__What you are asked to do__. Please copy the records below, replacing "tab-separated" with "space-separated" wherever it appears and leaving all other text unchanged.

═════ Dataset records ═════

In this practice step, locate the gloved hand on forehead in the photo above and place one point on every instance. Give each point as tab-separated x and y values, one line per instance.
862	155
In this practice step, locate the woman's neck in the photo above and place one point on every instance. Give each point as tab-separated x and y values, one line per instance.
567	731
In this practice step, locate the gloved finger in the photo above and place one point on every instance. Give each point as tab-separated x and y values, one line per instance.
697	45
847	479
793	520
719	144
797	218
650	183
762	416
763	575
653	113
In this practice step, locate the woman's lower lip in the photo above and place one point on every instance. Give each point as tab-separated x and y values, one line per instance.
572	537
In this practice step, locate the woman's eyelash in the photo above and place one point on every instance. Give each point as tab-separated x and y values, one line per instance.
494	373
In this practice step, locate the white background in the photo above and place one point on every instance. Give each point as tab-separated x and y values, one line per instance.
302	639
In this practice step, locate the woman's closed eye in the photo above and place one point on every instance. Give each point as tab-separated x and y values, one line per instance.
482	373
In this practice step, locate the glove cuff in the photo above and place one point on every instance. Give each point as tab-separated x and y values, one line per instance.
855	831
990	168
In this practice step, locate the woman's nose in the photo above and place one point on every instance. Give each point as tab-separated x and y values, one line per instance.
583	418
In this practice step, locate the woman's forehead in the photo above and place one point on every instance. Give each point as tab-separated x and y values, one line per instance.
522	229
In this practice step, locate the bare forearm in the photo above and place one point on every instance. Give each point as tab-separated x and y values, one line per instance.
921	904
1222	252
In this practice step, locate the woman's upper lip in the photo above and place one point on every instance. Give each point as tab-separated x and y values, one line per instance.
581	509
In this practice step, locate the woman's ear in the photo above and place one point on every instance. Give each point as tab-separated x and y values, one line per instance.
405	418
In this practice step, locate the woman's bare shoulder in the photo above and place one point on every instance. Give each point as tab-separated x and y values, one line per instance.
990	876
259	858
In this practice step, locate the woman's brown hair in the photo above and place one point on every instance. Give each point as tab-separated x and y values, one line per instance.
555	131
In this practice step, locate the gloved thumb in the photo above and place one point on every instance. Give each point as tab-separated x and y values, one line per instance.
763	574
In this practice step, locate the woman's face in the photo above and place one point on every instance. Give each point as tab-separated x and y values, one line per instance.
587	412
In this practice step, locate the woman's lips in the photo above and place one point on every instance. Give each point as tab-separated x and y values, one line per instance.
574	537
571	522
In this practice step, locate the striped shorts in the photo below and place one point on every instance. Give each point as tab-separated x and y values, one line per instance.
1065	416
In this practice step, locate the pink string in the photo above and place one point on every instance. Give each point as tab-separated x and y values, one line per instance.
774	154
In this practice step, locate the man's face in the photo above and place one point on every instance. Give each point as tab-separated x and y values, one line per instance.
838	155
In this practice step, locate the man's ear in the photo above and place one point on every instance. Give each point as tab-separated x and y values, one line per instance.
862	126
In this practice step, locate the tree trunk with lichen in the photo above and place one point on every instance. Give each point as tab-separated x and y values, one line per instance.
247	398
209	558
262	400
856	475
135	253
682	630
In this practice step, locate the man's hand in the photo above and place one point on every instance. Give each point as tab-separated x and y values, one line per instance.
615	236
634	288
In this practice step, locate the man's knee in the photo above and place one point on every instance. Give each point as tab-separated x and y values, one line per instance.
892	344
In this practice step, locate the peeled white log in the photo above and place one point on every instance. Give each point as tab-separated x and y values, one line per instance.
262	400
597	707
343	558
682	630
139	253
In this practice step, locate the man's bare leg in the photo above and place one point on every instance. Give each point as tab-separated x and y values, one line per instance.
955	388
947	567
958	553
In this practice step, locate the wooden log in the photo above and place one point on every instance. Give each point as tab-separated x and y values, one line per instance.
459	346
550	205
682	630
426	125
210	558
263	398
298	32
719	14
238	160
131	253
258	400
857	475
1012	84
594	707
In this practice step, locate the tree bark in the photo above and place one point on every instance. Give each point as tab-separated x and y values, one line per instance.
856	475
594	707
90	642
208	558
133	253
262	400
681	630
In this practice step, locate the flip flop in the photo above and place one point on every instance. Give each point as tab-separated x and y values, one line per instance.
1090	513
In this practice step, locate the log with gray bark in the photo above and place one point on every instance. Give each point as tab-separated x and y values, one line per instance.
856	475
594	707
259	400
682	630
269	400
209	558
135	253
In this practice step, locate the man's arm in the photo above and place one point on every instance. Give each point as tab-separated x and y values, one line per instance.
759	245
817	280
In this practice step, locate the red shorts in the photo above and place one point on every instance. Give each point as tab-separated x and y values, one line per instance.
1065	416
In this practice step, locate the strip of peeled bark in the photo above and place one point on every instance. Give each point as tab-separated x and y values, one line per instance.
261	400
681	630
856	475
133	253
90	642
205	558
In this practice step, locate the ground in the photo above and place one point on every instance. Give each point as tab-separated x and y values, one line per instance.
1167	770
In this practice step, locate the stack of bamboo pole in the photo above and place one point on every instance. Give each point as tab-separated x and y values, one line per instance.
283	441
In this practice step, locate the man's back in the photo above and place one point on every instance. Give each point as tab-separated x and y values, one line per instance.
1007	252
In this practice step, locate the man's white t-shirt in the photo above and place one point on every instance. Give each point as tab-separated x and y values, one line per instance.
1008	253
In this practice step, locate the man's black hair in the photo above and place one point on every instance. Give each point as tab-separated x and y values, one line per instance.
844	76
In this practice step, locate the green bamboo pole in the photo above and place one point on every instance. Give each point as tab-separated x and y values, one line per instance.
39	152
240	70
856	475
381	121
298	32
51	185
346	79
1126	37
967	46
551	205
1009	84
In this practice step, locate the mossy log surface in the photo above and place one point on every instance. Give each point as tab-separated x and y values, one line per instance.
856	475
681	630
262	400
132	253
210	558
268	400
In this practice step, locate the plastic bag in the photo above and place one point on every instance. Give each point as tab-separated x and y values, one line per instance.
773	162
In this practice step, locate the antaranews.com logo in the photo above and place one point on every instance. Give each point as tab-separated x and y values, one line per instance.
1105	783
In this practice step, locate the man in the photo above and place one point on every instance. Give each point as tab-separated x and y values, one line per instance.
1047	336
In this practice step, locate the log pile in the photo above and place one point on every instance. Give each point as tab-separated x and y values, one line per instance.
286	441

═════

__Reply to the exercise__.
In this practice step, locate the gloved hand on forehead in the photo above and place one point on every instance. Give each point as space-separated x and y values, one line per instance.
862	155
In this practice step, locate the woman's neck in the photo above and place one point on every instance. Give each point as space-separated x and y values, one line per instance.
567	731
In this practice step, locate the gloved finger in the photo above and place one point on every instance. Give each point as space-separated x and y values, one line per instance.
697	45
847	479
793	520
719	144
797	218
650	183
762	416
763	575
653	113
In this practice step, locate the woman's lower lip in the photo above and place one point on every instance. Give each point as space-separated x and y values, one line per instance.
572	537
In this practice step, locate the woman's eyelash in the photo above and place one point on every instance. Give each point as space-separated x and y values, one line per instance.
494	373
In this practice step, locate the white background in the photo above and place one point on every instance. Give each point as space-separated x and y values, one line per instance.
302	639
In this practice step, locate the woman's closed eye in the photo above and place one point on every instance. Give each point as space-separated x and y values, one line per instance.
482	373
In this practice step, locate the glove cuff in the photo above and place one point on every instance. Give each point as space-separated x and y values, one line per instance.
855	831
990	168
In this practice step, locate the woman's nose in the photo above and place one point on every instance. Give each point as space-separated x and y values, one line per instance.
583	418
In this practice step, locate the woman's forehead in the photo above and place one point on every instance. Give each point as space-separated x and y values, one line per instance.
522	229
In this practice step, locate the bare forearm in the photo above and place one point on every instance. Give each point as space-separated x and y values, one line per instance.
921	904
1222	252
In this practice step, locate the woman's upper lip in the photo above and place one point on every instance. Give each point as space-separated x and y values, one line per instance.
581	509
In this practice step, locate the woman's ear in the photo above and place one point on every instance. Give each point as space-separated x and y values, one line per instance.
405	418
In this practice step, locate the woman's bare shoulder in the photo above and place one point on every instance. Give each point as space-separated x and y values, one line per instance.
990	876
259	858
In this practice step, locate the woman's brown hair in the photo above and place one point on every instance. Give each point as space-separated x and y values, one line per instance.
555	131
In this practice step, locate the gloved thumb in the photo above and place one point on every instance. Give each point as space-separated x and y values, one line per instance.
763	574
In this practice step, locate the woman's face in the photo above and place one point on every instance. Give each point as space-separated x and y values, one line per instance.
587	412
In this practice step, locate the woman's lips in the photo above and place one point on every instance. Give each point as space-separated x and y values, one line per instance.
574	537
571	522
In this practice step, locate the striped shorts in the photo below and place one point on every instance. Give each point as space-separated x and y values, one line per instance.
1065	416
In this practice step, locate the pink string in the photo above and place one point on every instance. Give each point as space-separated x and y values, one line per instance.
774	154
In this practice step, locate the man's face in the photo above and place one point on every instance. Give each point as space-separated x and y values, one line per instance.
838	155
In this practice step, locate the man's ear in the photo above and place one point on every instance. Give each point as space-separated x and y values, one line per instance.
862	126
In this practice step, locate the tree trunk with lichen in the photo above and place one point on every instance. Give each point as space-separated x and y values, one line per instance.
247	398
209	558
262	400
856	475
135	253
682	630
In this practice step, locate the man's hand in the photo above and place one point on every instance. Give each point as space-separated x and y values, one line per instance.
615	236
634	288
In this practice step, locate the man's knee in the photo above and place one point on every instance. Give each point as space-separated x and y values, one line per instance.
892	344
In this practice step, locate the peeled white log in the photo above and place one point on every instance. Give each point as space-separated x and y values, one line per instance.
262	400
597	707
343	558
682	630
139	253
In this practice step, locate the man's bare leg in the photo above and place one point on every instance. Give each point as space-separated x and y values, one line per instance.
955	388
947	567
958	553
In this practice step, locate the wooden log in the photo above and place one point on every instance. Give each point as space-separated x and y values, one line per instance.
459	346
550	205
682	630
426	125
210	558
263	398
298	32
719	14
238	160
131	253
258	400
857	475
1012	84
594	707
In this practice step, locate the tree bark in the photo above and place one point on every instance. Give each point as space-separated x and y values, one line per instance.
856	475
594	707
90	642
208	558
133	253
262	400
681	630
In this practice step, locate the flip flop in the photo above and place one point on every instance. Give each point as space-separated x and y values, one line per instance.
1090	513
In this practice step, locate the log with gray bark in the photo above and place one point on every instance. Give each point as space-separated x and y values, one line per instance.
856	475
594	707
259	400
682	630
269	400
209	558
135	253
In this practice step, locate the man's arm in the photo above and place one point on every instance. Give each point as space-separated x and y values, one line per instance.
759	245
817	280
In this practice step, locate the red shorts in the photo above and place one point on every instance. Give each point as space-separated x and y values, one line per instance.
1065	416
In this practice step, locate the strip of peeled bark in the photo above and place one point on every instance. Give each point as space-separated x and y values, one line per instance.
261	400
681	630
856	475
133	253
90	642
205	558
In this practice step, locate the ground in the photo above and place one point on every instance. Give each point as space-separated x and y values, one line per instance.
1167	770
In this practice step, locate the stack of bamboo pole in the photo above and place one point on every instance. Give each point as space-separated x and y values, one line per instance.
283	441
In this practice step, locate the man's back in the photo above and place one point on every instance. Give each point as space-separated x and y values, one line per instance.
1007	252
In this practice step, locate the man's white t-shirt in the photo above and place one point on every instance. Give each point as space-separated x and y values, one line per instance.
1008	253
In this practice step, locate the man's black hair in the photo above and place one point on every instance. Give each point as space-separated x and y values, one line per instance.
844	76
In this practice step, locate the green bamboo pole in the photo above and place one point on every instance. Give each point as space-separated x and y values, one line per instance.
39	152
240	70
856	475
381	121
298	32
51	185
346	79
1126	37
967	46
551	205
1009	84
In this practice step, locate the mossy log surface in the photo above and place one point on every instance. Give each point as space-separated x and y values, one line per instance.
856	475
681	630
262	400
132	253
210	558
268	400
In this practice step, locate the plastic bag in the photo above and place one point on every instance. Give each point as space-separated x and y values, one line per instance.
773	162
In this practice step, locate the antaranews.com logo in the photo above and place one point on every instance. Give each point as space-separated x and y values, one line per instance.
1105	783
In this practice step, locate the man in the photo above and place one point on every instance. Give each point as space-separated x and y values, one line per instance.
1047	336
In this practice step, locate the log pile in the photo above and place one point on every instance. Give each point as space-separated x and y values, one line per instance.
286	441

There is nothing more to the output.